● **PROBLEM TO WORK ON**: Beginning with the line that mentions "Every instance of the water spray", reproduce every line through the last line of the entries, exactly, and only those.

● **DATA UNDER STUDY**:

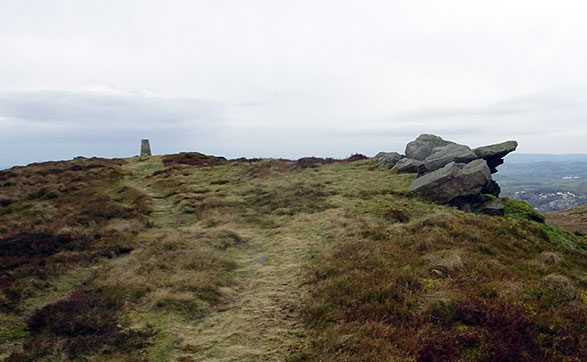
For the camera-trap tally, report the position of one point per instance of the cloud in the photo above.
(45, 124)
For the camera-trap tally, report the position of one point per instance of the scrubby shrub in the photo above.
(84, 324)
(521, 210)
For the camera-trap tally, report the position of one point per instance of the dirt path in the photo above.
(259, 320)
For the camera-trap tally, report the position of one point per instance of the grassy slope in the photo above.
(574, 219)
(356, 269)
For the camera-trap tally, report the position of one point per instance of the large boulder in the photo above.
(446, 154)
(409, 165)
(452, 181)
(495, 153)
(423, 146)
(388, 159)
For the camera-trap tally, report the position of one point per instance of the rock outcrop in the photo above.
(452, 181)
(409, 165)
(494, 154)
(443, 155)
(423, 146)
(451, 173)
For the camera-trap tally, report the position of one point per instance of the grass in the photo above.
(355, 268)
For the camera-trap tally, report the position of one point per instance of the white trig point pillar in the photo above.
(145, 148)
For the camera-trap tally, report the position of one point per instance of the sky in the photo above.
(273, 78)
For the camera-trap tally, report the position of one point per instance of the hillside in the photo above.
(190, 257)
(548, 182)
(573, 220)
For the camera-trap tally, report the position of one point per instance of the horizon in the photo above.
(288, 78)
(509, 156)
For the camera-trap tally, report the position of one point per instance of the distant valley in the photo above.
(548, 182)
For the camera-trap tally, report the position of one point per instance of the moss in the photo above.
(521, 210)
(565, 240)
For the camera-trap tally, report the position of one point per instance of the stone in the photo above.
(450, 153)
(495, 153)
(408, 165)
(388, 159)
(452, 181)
(492, 188)
(260, 260)
(423, 146)
(145, 148)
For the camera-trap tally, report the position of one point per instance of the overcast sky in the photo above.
(288, 78)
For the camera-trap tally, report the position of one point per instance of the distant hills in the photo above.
(544, 157)
(548, 182)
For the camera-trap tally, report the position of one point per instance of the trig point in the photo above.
(145, 148)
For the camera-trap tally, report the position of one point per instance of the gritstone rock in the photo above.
(495, 153)
(452, 181)
(409, 165)
(423, 146)
(493, 208)
(444, 155)
(388, 159)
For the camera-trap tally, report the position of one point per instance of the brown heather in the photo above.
(191, 257)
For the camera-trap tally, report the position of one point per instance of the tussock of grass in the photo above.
(355, 268)
(446, 286)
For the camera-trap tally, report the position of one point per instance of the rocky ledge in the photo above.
(451, 173)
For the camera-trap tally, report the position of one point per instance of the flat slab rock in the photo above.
(452, 181)
(444, 155)
(409, 165)
(423, 146)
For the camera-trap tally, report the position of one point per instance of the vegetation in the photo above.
(191, 257)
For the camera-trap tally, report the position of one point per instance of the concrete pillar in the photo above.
(145, 148)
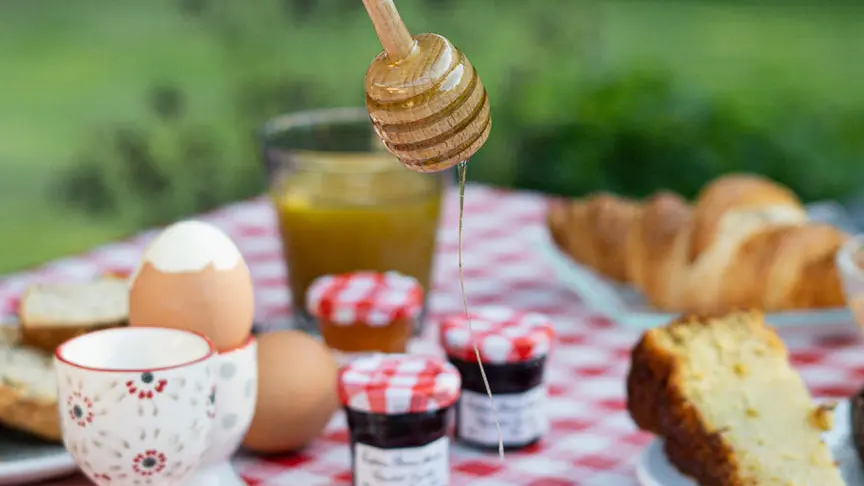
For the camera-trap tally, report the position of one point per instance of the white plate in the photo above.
(626, 306)
(24, 459)
(654, 469)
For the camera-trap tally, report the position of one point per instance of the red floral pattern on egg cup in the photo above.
(146, 386)
(211, 403)
(80, 409)
(149, 462)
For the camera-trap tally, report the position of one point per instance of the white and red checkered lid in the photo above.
(394, 384)
(375, 299)
(502, 335)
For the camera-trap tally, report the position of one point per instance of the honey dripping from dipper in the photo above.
(431, 111)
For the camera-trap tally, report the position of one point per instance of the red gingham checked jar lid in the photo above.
(502, 335)
(394, 384)
(375, 299)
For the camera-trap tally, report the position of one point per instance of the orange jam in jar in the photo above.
(364, 312)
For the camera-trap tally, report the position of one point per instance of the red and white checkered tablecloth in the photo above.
(592, 441)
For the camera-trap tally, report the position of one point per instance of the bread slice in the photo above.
(52, 313)
(28, 388)
(731, 411)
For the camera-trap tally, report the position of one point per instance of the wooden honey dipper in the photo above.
(426, 102)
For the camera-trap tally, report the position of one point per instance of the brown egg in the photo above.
(193, 277)
(296, 392)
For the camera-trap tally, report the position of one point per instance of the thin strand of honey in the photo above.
(463, 170)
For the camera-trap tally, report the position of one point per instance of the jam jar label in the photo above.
(522, 417)
(427, 465)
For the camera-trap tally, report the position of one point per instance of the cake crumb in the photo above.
(822, 416)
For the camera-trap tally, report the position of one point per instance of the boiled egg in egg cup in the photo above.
(192, 277)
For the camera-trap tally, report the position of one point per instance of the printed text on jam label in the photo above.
(428, 465)
(522, 417)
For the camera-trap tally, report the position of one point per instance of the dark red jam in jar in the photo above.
(513, 347)
(398, 409)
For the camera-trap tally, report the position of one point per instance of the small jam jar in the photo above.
(513, 347)
(366, 312)
(398, 408)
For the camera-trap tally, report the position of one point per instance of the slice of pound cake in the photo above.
(730, 409)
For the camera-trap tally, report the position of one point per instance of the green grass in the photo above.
(79, 65)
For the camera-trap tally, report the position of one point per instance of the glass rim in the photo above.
(305, 118)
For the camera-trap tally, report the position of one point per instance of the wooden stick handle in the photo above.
(392, 33)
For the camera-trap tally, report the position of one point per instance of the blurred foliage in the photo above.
(637, 132)
(566, 121)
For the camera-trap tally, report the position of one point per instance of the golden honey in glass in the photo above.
(346, 205)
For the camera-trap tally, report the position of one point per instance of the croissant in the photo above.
(745, 242)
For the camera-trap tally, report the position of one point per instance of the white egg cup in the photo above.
(236, 391)
(135, 404)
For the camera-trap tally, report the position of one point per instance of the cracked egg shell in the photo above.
(192, 277)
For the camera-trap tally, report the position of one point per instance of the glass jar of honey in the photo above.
(513, 348)
(345, 204)
(399, 414)
(366, 312)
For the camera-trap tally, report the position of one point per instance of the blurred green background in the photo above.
(119, 114)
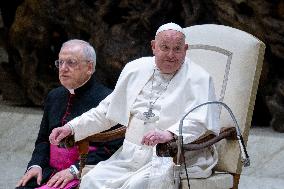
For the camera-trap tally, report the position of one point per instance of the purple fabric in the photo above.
(70, 185)
(63, 158)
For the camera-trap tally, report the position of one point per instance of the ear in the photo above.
(186, 47)
(153, 46)
(90, 68)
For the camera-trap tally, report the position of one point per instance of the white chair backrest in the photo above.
(234, 59)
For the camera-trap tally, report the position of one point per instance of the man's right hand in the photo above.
(59, 133)
(33, 172)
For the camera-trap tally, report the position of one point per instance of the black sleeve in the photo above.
(40, 155)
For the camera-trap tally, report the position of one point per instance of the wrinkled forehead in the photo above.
(71, 50)
(170, 36)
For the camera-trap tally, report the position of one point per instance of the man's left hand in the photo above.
(155, 137)
(61, 178)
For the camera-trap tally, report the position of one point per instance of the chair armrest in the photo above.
(208, 139)
(108, 135)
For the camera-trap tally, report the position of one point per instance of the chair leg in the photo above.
(236, 178)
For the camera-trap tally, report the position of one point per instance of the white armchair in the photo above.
(234, 59)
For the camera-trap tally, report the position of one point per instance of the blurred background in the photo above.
(32, 31)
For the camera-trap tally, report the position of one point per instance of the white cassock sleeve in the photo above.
(201, 120)
(92, 122)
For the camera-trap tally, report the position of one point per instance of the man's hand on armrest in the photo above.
(60, 133)
(33, 171)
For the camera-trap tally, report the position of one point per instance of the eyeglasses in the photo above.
(69, 62)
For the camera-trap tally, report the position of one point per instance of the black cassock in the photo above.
(60, 107)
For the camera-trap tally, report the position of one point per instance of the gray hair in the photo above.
(88, 50)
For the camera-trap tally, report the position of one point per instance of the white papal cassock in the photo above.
(134, 165)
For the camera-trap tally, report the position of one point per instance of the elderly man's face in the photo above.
(76, 69)
(169, 49)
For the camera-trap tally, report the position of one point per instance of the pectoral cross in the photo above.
(149, 114)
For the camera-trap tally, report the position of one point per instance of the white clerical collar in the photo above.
(72, 91)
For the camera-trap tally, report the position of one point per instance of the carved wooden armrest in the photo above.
(206, 140)
(108, 135)
(83, 145)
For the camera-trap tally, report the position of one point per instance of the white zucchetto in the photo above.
(169, 26)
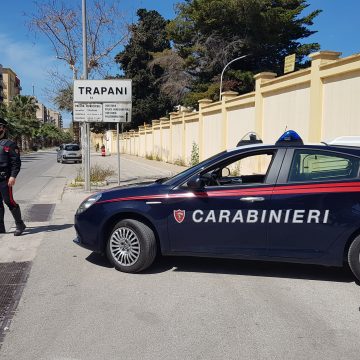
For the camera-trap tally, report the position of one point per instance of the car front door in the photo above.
(316, 201)
(226, 216)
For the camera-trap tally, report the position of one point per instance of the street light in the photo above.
(222, 73)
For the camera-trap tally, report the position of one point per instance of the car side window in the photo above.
(322, 165)
(250, 169)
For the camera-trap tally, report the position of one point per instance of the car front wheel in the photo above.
(131, 246)
(354, 257)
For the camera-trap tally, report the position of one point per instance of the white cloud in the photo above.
(31, 62)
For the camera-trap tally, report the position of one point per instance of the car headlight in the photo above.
(88, 202)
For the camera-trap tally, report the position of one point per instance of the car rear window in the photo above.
(72, 147)
(321, 165)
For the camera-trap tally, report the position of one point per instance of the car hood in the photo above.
(134, 190)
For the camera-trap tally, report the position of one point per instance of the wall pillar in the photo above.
(202, 104)
(316, 92)
(227, 95)
(183, 145)
(259, 101)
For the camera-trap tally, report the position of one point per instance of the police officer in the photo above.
(10, 164)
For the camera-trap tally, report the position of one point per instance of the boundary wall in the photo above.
(320, 103)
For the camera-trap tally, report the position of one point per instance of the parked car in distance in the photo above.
(69, 153)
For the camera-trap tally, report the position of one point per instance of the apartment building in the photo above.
(41, 113)
(1, 84)
(11, 85)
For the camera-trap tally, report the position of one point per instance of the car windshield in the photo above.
(72, 147)
(187, 172)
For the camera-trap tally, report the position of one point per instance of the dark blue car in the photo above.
(283, 202)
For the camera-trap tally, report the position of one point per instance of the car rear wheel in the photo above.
(131, 246)
(354, 257)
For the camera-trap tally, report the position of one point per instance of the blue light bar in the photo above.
(288, 138)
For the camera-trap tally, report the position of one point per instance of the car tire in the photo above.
(131, 246)
(354, 257)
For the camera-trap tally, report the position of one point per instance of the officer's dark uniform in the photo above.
(10, 164)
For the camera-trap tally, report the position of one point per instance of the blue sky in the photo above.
(32, 58)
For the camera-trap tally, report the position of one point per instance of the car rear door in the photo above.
(226, 218)
(317, 203)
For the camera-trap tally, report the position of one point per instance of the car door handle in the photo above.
(252, 199)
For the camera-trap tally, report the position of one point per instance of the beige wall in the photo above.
(286, 109)
(240, 122)
(212, 133)
(341, 93)
(191, 137)
(320, 103)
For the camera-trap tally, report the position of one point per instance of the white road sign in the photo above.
(79, 112)
(117, 112)
(94, 112)
(100, 91)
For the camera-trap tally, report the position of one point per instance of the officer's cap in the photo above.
(3, 121)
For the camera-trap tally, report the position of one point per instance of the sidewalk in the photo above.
(134, 168)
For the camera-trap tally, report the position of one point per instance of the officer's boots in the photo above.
(2, 225)
(20, 226)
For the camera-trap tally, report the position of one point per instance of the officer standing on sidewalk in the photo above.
(10, 164)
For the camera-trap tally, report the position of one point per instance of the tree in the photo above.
(148, 36)
(22, 119)
(207, 34)
(61, 23)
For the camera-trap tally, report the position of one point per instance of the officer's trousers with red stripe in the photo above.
(6, 196)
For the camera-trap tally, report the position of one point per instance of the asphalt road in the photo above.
(76, 306)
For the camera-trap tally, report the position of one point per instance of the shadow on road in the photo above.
(98, 259)
(251, 268)
(46, 228)
(240, 267)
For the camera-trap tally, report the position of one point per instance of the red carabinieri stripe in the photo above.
(344, 187)
(12, 201)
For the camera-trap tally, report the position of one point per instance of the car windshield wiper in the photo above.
(161, 180)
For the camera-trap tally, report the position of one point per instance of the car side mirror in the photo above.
(196, 183)
(225, 172)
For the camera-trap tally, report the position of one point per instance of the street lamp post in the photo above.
(222, 73)
(85, 125)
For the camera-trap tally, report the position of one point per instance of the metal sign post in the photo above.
(118, 149)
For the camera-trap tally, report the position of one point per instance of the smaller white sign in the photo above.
(79, 112)
(117, 112)
(94, 113)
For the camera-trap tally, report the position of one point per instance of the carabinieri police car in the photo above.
(284, 202)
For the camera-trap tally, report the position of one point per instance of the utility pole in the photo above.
(85, 126)
(222, 73)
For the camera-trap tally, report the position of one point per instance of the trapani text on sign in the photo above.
(102, 100)
(102, 91)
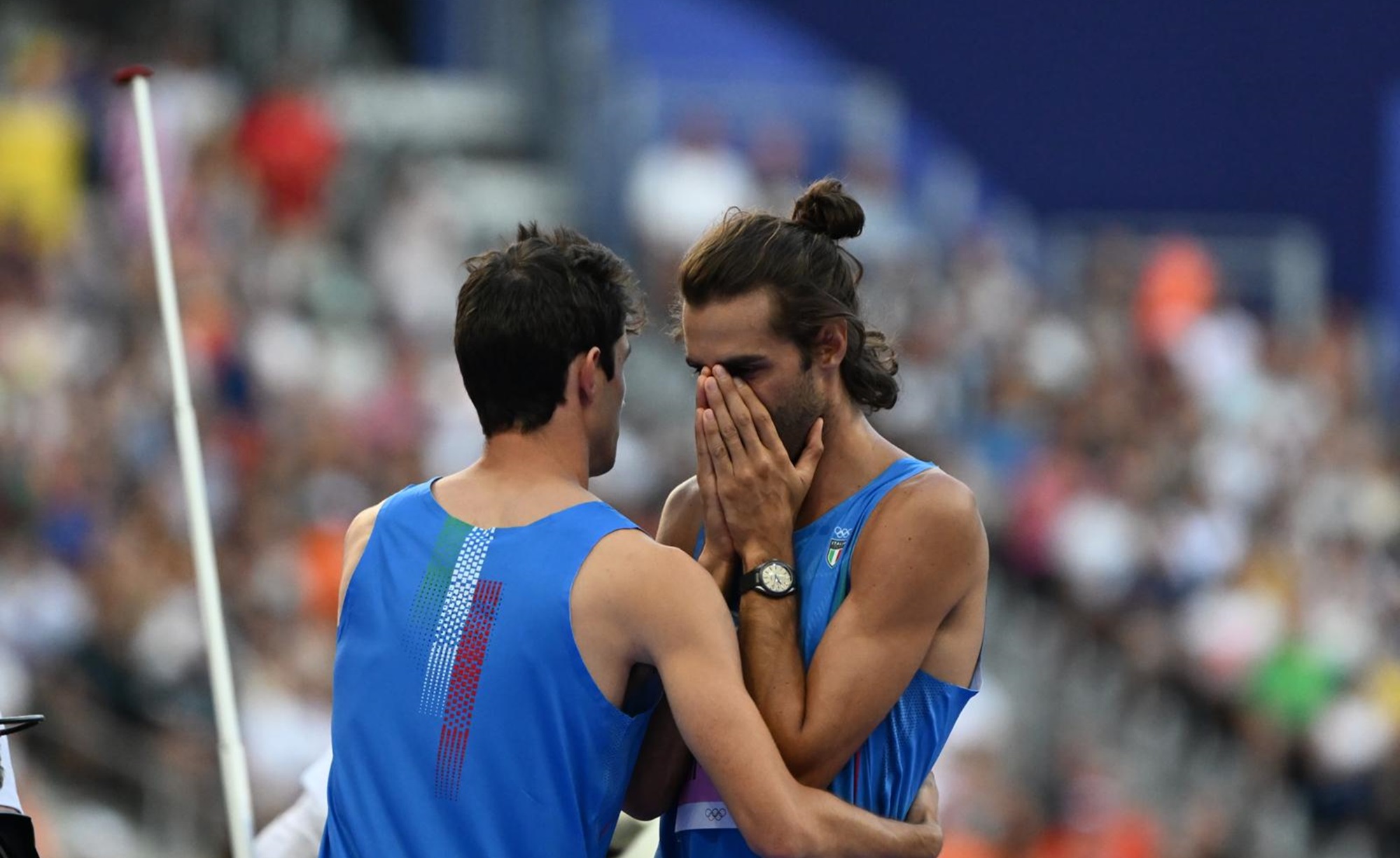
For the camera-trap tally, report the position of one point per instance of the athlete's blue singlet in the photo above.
(887, 772)
(465, 722)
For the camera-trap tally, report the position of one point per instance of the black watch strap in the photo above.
(755, 580)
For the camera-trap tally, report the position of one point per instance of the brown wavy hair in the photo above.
(813, 278)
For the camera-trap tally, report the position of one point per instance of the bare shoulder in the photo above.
(682, 516)
(930, 527)
(684, 500)
(362, 526)
(358, 537)
(932, 500)
(632, 554)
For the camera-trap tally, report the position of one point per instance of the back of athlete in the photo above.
(461, 639)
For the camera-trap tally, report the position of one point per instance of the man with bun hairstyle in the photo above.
(858, 573)
(492, 621)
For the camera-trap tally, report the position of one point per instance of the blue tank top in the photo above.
(891, 766)
(465, 722)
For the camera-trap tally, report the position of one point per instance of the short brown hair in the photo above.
(813, 278)
(526, 313)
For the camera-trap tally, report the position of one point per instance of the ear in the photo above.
(590, 376)
(830, 349)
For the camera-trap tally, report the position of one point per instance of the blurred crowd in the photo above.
(1189, 481)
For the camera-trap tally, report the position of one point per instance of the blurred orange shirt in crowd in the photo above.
(1178, 288)
(292, 148)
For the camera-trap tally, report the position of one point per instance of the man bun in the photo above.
(827, 209)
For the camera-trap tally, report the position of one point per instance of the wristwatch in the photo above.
(774, 579)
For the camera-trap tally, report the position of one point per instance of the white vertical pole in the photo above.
(233, 762)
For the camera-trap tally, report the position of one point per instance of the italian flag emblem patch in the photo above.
(838, 547)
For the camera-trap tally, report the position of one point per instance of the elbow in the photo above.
(808, 766)
(811, 773)
(645, 806)
(780, 832)
(774, 839)
(643, 811)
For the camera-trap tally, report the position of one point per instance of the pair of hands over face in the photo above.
(750, 486)
(752, 492)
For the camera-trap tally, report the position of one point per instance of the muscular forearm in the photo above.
(839, 829)
(774, 670)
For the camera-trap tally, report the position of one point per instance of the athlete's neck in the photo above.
(853, 456)
(545, 456)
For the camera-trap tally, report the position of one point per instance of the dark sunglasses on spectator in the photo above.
(13, 724)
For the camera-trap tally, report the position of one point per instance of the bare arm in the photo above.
(358, 537)
(684, 628)
(918, 559)
(664, 759)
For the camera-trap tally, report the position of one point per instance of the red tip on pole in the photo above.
(124, 76)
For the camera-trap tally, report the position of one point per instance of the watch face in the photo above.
(776, 579)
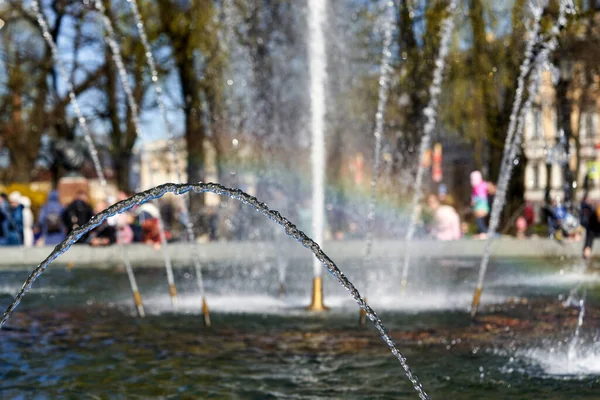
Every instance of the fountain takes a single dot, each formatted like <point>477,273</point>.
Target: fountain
<point>316,44</point>
<point>172,149</point>
<point>430,113</point>
<point>289,228</point>
<point>260,338</point>
<point>384,80</point>
<point>114,47</point>
<point>513,137</point>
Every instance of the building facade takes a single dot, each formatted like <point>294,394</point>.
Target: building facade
<point>544,143</point>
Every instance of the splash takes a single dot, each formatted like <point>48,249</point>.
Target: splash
<point>558,362</point>
<point>236,194</point>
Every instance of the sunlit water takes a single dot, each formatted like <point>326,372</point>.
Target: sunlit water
<point>75,335</point>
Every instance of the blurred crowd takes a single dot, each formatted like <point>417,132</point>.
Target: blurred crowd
<point>19,226</point>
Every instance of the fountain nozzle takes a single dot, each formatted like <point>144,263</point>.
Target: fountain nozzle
<point>362,319</point>
<point>317,301</point>
<point>205,312</point>
<point>475,303</point>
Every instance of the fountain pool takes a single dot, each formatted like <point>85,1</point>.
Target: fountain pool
<point>75,334</point>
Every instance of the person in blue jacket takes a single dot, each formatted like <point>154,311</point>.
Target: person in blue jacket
<point>50,223</point>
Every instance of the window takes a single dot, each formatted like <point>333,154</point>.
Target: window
<point>535,176</point>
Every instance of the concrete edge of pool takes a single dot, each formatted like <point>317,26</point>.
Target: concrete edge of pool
<point>181,253</point>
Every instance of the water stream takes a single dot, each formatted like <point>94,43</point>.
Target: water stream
<point>511,150</point>
<point>430,113</point>
<point>237,194</point>
<point>317,57</point>
<point>384,81</point>
<point>88,139</point>
<point>118,60</point>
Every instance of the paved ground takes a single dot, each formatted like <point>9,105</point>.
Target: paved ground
<point>182,253</point>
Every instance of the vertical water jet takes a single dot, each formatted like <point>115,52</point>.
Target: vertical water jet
<point>316,49</point>
<point>81,120</point>
<point>514,134</point>
<point>118,60</point>
<point>173,150</point>
<point>430,113</point>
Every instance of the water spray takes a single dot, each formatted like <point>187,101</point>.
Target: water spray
<point>118,60</point>
<point>173,150</point>
<point>236,194</point>
<point>316,45</point>
<point>430,113</point>
<point>384,81</point>
<point>514,135</point>
<point>81,120</point>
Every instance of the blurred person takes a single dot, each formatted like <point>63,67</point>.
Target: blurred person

● **TASK OUTPUT**:
Every instance of the water spray takes a single dot, each formatted like <point>187,101</point>.
Target: water spray
<point>118,60</point>
<point>173,150</point>
<point>236,194</point>
<point>316,45</point>
<point>430,113</point>
<point>384,81</point>
<point>514,135</point>
<point>81,120</point>
Every instance of the blurred person takes a single dot, each formatted like <point>63,67</point>.
Target: blurred person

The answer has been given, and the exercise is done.